Contour annotation records:
################

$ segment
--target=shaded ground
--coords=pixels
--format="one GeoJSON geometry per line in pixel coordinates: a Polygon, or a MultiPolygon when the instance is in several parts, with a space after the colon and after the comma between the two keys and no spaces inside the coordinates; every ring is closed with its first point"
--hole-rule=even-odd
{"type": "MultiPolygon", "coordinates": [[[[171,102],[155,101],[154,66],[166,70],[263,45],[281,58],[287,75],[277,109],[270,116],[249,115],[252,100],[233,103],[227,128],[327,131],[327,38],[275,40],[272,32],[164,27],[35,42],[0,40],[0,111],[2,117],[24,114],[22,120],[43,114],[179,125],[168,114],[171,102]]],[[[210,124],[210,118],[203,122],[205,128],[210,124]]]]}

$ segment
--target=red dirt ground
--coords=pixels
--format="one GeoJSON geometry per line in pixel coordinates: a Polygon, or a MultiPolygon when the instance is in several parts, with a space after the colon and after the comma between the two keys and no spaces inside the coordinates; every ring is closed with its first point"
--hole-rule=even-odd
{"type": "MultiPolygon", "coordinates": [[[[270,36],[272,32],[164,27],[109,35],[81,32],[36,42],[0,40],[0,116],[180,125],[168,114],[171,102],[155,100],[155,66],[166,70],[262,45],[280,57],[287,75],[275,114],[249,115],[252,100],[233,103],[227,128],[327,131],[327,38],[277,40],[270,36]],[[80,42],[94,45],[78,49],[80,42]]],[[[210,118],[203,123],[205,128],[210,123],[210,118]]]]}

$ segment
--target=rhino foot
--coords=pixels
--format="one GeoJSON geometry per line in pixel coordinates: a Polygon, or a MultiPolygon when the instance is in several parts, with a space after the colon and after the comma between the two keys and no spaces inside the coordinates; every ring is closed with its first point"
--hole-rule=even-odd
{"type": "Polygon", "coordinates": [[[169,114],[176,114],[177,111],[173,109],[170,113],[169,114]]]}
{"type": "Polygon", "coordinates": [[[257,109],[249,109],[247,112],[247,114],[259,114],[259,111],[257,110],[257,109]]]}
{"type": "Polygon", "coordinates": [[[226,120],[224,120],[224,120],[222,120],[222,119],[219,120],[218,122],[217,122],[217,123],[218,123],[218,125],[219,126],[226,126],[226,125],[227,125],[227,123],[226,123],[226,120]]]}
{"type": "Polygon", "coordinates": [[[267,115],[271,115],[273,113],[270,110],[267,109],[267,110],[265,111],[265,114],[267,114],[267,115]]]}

################

EXERCISE DETAILS.
Copy the lines of the data above verbatim, covering all of it.

CORRECT ANSWER.
$ segment
--target=shaded ground
--coords=pixels
--format="one GeoJSON geometry per line in pixel coordinates: a Polygon, or a MultiPolygon when the instance is in several parts, with a space after the colon and after the comma between the two keys and no spaces inside the coordinates; every ring is closed with its first point"
--hole-rule=even-odd
{"type": "MultiPolygon", "coordinates": [[[[171,102],[155,101],[154,66],[166,70],[263,45],[281,58],[287,75],[277,109],[270,116],[249,115],[252,100],[233,103],[227,128],[327,131],[327,38],[275,40],[272,32],[164,27],[35,42],[0,40],[0,111],[2,117],[24,114],[22,120],[43,114],[179,125],[168,114],[171,102]]],[[[210,124],[210,118],[203,122],[205,128],[210,124]]]]}

$ segment
--target=red dirt ground
--coords=pixels
--format="one GeoJSON geometry per line in pixel coordinates: a Polygon, or a MultiPolygon when the instance is in several parts, with a space after the colon and after the comma between the two keys and no spaces inside the coordinates; every ring is closed with its first point"
--hole-rule=even-odd
{"type": "MultiPolygon", "coordinates": [[[[270,36],[272,32],[164,27],[109,35],[81,32],[36,42],[0,40],[0,116],[180,125],[168,114],[171,102],[155,100],[155,66],[166,70],[262,45],[280,57],[287,75],[275,114],[249,115],[252,100],[233,103],[227,128],[327,131],[327,38],[277,40],[270,36]],[[80,42],[94,45],[78,49],[80,42]]],[[[210,118],[203,123],[205,128],[210,123],[210,118]]]]}

$ segment
--target=rhino foot
--coords=pixels
--format="one GeoJSON geometry per line in pixel coordinates: a Polygon, or a MultiPolygon when the instance is in several parts, with a space after the colon and after the comma between the two keys and no spaces inside the coordinates; every ring is closed with its first point"
--hole-rule=even-odd
{"type": "Polygon", "coordinates": [[[169,114],[176,114],[177,111],[173,109],[170,113],[169,114]]]}
{"type": "Polygon", "coordinates": [[[257,109],[249,109],[247,112],[247,114],[259,114],[259,111],[257,110],[257,109]]]}
{"type": "Polygon", "coordinates": [[[226,120],[224,120],[224,120],[222,120],[222,119],[219,120],[218,122],[217,122],[217,123],[218,123],[218,125],[219,126],[226,126],[226,125],[227,125],[227,123],[226,123],[226,120]]]}
{"type": "Polygon", "coordinates": [[[267,115],[271,115],[273,113],[270,110],[267,109],[267,110],[265,111],[265,114],[267,114],[267,115]]]}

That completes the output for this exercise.